### [Given instruction]
Give back the data below verbatim, starting with the line that contains "wristwatch in this image." and going on through the line that contains "(87, 218), (195, 240)", with both of those lines included.

Entries from a dataset
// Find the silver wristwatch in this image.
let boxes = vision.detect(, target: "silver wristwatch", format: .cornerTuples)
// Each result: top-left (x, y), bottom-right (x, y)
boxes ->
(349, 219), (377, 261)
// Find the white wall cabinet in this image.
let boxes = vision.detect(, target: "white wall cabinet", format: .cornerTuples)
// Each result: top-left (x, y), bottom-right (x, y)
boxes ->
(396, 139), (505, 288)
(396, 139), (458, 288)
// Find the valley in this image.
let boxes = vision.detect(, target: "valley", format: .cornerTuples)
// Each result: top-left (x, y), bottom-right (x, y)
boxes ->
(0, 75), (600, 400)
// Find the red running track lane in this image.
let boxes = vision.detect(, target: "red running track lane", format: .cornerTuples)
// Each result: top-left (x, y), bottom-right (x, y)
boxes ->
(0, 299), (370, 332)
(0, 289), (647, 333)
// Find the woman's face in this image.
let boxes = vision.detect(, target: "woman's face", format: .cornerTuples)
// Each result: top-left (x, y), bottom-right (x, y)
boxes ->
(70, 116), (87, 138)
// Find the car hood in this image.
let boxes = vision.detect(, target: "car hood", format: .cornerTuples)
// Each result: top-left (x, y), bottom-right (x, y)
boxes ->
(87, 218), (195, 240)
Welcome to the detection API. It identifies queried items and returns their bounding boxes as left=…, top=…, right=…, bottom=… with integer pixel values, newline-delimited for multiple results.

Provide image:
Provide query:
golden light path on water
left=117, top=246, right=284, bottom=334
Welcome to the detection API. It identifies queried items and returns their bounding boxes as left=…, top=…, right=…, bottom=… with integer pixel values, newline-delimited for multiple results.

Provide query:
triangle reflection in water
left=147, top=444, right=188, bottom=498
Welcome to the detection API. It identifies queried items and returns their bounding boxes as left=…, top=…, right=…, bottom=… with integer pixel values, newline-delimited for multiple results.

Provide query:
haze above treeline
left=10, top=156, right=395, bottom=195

==

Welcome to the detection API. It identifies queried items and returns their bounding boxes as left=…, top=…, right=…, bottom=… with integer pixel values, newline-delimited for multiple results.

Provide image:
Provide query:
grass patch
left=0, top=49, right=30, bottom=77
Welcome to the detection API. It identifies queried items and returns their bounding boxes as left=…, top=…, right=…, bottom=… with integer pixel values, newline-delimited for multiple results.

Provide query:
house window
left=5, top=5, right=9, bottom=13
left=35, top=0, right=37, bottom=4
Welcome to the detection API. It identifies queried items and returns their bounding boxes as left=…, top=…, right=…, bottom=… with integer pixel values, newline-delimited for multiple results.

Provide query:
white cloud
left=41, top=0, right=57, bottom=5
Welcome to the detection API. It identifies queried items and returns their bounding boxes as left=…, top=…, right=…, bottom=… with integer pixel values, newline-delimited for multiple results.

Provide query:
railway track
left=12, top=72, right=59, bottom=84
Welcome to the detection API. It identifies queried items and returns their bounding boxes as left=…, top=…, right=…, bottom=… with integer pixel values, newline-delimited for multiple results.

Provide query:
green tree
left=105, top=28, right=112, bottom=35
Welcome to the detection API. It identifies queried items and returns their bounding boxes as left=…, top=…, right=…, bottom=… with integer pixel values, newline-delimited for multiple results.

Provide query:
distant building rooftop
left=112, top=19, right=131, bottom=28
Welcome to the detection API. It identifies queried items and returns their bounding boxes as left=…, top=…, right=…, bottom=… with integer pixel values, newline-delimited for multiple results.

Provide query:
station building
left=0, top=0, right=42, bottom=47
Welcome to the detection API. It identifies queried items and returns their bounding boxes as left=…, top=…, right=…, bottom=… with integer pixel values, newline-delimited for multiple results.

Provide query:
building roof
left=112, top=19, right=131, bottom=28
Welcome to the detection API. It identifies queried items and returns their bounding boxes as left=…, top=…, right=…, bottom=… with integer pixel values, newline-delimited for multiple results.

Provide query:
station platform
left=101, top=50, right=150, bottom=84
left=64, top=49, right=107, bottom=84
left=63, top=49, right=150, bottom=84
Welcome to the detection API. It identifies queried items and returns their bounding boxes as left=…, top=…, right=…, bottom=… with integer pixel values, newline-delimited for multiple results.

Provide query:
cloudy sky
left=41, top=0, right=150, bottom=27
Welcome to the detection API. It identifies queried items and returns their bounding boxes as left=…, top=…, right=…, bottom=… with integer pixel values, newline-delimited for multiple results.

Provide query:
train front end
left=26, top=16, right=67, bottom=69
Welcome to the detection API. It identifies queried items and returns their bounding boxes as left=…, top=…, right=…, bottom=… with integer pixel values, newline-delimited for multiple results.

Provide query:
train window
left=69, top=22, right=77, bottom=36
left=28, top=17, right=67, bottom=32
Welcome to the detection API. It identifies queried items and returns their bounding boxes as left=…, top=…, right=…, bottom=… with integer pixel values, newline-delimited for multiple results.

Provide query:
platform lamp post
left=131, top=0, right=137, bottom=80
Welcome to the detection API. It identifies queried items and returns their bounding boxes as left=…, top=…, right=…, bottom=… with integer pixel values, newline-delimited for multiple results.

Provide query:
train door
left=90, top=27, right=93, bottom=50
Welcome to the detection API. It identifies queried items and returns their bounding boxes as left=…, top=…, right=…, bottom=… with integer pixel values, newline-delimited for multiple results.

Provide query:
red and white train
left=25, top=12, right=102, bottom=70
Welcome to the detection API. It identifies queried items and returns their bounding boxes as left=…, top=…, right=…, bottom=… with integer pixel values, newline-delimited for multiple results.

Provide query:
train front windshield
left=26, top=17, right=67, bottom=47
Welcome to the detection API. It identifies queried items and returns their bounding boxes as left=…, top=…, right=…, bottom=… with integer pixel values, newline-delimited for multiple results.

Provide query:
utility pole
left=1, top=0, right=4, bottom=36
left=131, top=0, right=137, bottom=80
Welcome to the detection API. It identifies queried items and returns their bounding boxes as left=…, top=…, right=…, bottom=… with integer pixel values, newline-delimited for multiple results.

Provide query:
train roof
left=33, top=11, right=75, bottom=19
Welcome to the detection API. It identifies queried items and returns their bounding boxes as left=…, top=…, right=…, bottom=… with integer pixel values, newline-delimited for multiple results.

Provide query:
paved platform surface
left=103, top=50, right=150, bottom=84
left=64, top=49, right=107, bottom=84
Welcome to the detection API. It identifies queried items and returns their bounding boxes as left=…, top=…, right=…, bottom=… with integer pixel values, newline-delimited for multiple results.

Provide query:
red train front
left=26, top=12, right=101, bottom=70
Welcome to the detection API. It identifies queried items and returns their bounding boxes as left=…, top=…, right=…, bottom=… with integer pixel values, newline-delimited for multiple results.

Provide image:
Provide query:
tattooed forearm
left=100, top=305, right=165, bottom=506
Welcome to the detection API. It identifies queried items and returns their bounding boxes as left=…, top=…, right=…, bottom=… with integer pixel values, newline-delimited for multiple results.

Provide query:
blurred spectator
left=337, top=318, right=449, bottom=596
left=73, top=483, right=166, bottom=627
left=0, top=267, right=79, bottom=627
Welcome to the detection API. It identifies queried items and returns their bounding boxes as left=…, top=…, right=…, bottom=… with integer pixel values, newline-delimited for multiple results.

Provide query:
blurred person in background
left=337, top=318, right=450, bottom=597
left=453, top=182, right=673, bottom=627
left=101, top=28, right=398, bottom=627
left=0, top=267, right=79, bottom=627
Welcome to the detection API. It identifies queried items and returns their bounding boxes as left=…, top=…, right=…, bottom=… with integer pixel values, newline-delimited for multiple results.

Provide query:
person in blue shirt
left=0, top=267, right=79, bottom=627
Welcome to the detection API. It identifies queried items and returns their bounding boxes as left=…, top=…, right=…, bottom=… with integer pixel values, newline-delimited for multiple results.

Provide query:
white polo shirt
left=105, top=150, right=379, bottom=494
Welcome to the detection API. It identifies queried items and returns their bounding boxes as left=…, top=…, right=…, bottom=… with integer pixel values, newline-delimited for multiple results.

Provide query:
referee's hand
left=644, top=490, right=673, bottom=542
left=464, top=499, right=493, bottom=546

### [Response to the task]
// Find the silver wristwatch in this image.
let boxes = vision.detect(, target: "silver wristwatch", format: .cornerTuples)
// Each result: top-left (x, y), bottom-right (x, y)
boxes ->
(349, 219), (377, 261)
// Find the white wall cabinet in this image.
let boxes = vision.detect(, target: "white wall cabinet", format: .cornerTuples)
// Each result: top-left (x, y), bottom-right (x, y)
boxes ->
(396, 139), (505, 288)
(396, 139), (458, 288)
// Find the valley in this image.
let boxes = vision.detect(, target: "valley", format: .cornerTuples)
// Each result: top-left (x, y), bottom-right (x, y)
boxes ->
(0, 75), (600, 400)
// Find the red running track lane in this image.
let boxes = vision.detect(, target: "red running track lane", format: .cornerTuples)
// Each result: top-left (x, y), bottom-right (x, y)
boxes ->
(0, 299), (370, 332)
(0, 289), (647, 333)
// Find the woman's face in this image.
let boxes = vision.detect(, target: "woman's face", format: .cornerTuples)
// Each result: top-left (x, y), bottom-right (x, y)
boxes ->
(70, 116), (87, 138)
// Find the car hood in this image.
let boxes = vision.detect(, target: "car hood", format: .cornerTuples)
// Each result: top-left (x, y), bottom-right (x, y)
boxes ->
(87, 218), (195, 240)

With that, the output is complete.